Supplied passage:
___

Are You Doing This?
This should be the month of the main flow so be prepared to add supers if
they are required, do not give too much super room at this time.
Keep checking for varroa. If you have never tested for pyrethroid
resistant varroa then do it now.
Beware of robbing.
If you want to take bees to the heather you will need strong colonies
with a young queen and brood box with stores by the end of the month.
If your bees can reach heather then extract your main crop before the
heather starts to flower if you want to keep it separate to aid extraction.
Excursions
We
think it would be a good idea to hire a coach to take us to Stoneleigh next
year. The cost would depend on the size of coach, we are hoping a charge of £10—£15
would cover the cost.
Please
would you phone /email me if you are at all interested. Otherwise who would like
a trip to a garden, eg Wisley?
Bridget
Comment.
My latest assessment of varroa infestation in my
colonies demonstrated 1 or 2 dead after 10 days. One of these colonies had made
some brace comb and filled it with drone brood. I decided that as the brace comb
was not where I wanted it I could sacrifice the drone brood in the cause of
varroa control. So I forked them out and found the highest level of infection
that I have ever seen by uncapping drone brood. It was decidedly horrifying.
However this state of affairs was not indicated by the mesh floor inserts. In
the July Bee Craft Malcolm Fraser-Urquhart describes his method for measuring
fallout from his colonies. He suggests using ‘Tenza’, a very sticky,
transparent, self-adhesive plastic film used for covering books, maps etc. You
attach it, sticky side up of course, at the corners with bits of sellotape. The
set back with this is that you MUST make the insert beeproof or bees will get
stuck to it. Depending on the type of mesh floor you use this can be easy or
impossible. He also suggests 15 days as the optimum time suitable for a
realistic picture. I find that for me a week is best, otherwise there is so much
debris that I cannot identify anything. This is a case of experience and the
more you do the better you are at distinguishing things. Malcolm monitors
continuously from March to November, he finds it keeps him informed about the
changing activity in the brood chamber, giving warning of
swarms and queenlessness as well as demonstrating the presence of
different pests and diseases.

___

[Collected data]
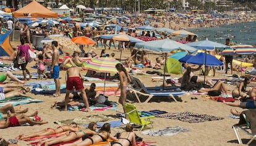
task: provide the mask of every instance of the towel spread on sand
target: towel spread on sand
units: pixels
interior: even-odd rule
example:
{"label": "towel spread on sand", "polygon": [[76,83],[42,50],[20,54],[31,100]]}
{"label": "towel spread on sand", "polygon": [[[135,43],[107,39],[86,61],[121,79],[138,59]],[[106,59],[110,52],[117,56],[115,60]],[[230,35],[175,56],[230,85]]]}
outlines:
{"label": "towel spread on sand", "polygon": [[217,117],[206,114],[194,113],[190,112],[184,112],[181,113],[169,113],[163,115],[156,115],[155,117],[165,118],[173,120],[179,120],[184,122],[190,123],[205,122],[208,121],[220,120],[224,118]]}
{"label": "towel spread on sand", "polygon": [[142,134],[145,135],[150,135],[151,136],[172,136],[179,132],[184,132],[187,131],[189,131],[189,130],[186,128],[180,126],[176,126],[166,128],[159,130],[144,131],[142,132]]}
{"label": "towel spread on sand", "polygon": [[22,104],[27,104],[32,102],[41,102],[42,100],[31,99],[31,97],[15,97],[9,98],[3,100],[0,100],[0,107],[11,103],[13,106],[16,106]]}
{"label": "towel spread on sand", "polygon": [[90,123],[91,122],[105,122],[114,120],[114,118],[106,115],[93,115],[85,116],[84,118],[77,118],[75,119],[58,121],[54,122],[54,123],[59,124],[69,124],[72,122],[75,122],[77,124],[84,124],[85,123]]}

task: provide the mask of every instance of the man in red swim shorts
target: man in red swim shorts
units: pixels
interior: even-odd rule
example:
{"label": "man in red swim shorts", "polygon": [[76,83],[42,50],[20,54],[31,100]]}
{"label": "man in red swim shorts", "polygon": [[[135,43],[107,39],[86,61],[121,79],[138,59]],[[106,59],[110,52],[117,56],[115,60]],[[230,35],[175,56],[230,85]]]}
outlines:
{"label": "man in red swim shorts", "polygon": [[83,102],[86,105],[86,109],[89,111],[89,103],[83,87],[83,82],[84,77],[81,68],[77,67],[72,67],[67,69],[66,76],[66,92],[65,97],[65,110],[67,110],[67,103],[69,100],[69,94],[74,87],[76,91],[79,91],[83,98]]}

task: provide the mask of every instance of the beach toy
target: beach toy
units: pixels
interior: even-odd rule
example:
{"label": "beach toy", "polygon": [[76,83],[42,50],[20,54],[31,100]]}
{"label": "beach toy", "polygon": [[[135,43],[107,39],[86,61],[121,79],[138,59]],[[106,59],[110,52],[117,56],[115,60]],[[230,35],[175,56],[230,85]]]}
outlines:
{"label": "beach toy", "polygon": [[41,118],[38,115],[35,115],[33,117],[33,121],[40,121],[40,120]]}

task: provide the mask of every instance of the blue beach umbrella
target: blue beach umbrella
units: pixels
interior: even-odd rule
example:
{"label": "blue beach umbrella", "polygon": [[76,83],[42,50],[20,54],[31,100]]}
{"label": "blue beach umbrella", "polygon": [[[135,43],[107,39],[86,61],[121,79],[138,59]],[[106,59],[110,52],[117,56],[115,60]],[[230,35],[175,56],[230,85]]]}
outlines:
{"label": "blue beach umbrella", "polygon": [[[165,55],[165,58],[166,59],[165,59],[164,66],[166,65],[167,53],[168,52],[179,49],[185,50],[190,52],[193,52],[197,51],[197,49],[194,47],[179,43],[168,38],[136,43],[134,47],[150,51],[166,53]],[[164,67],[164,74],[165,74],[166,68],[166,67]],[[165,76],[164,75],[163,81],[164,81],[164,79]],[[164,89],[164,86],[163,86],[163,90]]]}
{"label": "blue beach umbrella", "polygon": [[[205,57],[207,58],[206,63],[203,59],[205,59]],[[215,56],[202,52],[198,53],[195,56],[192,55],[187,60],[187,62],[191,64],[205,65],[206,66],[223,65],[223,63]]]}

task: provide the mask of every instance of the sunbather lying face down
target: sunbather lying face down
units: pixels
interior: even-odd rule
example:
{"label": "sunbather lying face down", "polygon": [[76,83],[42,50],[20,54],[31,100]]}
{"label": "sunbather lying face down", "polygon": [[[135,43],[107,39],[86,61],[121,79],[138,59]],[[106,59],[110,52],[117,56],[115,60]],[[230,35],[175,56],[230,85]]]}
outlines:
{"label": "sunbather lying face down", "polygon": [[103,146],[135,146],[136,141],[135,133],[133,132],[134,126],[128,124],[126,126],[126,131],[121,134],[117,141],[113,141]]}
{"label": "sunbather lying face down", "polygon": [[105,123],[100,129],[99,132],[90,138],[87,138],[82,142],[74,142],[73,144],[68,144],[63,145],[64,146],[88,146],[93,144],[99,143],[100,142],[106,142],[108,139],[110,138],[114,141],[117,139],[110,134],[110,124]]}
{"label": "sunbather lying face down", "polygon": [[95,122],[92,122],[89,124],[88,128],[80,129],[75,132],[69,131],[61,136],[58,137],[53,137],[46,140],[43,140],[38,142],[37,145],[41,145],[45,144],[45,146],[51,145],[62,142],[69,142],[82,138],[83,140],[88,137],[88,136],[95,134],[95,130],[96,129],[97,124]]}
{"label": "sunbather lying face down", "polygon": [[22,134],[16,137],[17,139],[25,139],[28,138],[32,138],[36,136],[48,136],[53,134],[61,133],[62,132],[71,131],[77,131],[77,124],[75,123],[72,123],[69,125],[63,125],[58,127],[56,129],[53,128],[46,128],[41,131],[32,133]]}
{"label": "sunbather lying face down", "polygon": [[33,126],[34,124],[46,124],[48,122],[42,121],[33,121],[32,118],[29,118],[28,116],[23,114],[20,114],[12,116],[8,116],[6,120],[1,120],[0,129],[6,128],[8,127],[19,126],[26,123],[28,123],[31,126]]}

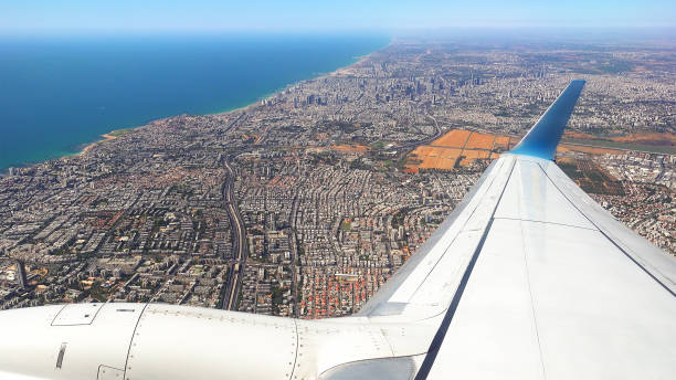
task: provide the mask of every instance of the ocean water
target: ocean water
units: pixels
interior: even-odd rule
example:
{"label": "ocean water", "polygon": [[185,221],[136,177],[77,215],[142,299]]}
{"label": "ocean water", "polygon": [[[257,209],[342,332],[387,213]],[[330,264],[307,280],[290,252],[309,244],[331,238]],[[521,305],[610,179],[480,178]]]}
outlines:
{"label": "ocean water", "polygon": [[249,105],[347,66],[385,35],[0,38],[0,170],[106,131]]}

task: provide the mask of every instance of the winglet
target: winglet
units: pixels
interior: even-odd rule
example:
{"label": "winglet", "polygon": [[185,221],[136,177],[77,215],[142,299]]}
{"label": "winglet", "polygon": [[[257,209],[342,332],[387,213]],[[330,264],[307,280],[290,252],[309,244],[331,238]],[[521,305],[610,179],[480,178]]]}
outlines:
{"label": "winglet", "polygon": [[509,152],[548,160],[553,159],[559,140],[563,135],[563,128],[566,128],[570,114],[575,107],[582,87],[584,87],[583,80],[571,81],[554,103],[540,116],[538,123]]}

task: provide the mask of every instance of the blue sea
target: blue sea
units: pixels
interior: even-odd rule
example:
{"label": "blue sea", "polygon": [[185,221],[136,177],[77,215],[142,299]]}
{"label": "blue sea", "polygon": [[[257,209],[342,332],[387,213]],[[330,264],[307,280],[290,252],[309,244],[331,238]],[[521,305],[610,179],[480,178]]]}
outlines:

___

Exercise:
Carry on the beekeeping newsletter from its final sentence, about monitoring varroa fallout through the season.

Response area:
Bridget
Apiary News
The apiary meeting on June 10th was a great improvement on last months,
we were able to open all the hives, the bees were good tempered, and there was a
keen group of beekeepers. Eric was able to begin queen rearing using the
strongest colony which he had been feeding to build it up. Following a Jack
Berry method he made up a second brood box using frames of brood with eggs
brushed clear of bees interspersed with frames of food and foundation. The
original box was made up with foundation and the new one(devoid of bees) was
placed over a queen excluder on top of it. Then tea was drunk. Meanwhile nurse
bees moved through the excluder to cover the frames of brood in the new box.
After half an hour the brood boxes were changed round so that the new one
was on the original floor, and the original brood box (with queen) was above it
over a closed Snelgrove type board opening to the back. Thus the flying bees
would leave the top box and return to the bottom one increasing the number of
workers there. So we had managed to separate the queen from the workers without
having to find her. The bottom queenless box was now expected to raise queen
cells.
On June 20th we returned (despite the rain) to do the next manipulation.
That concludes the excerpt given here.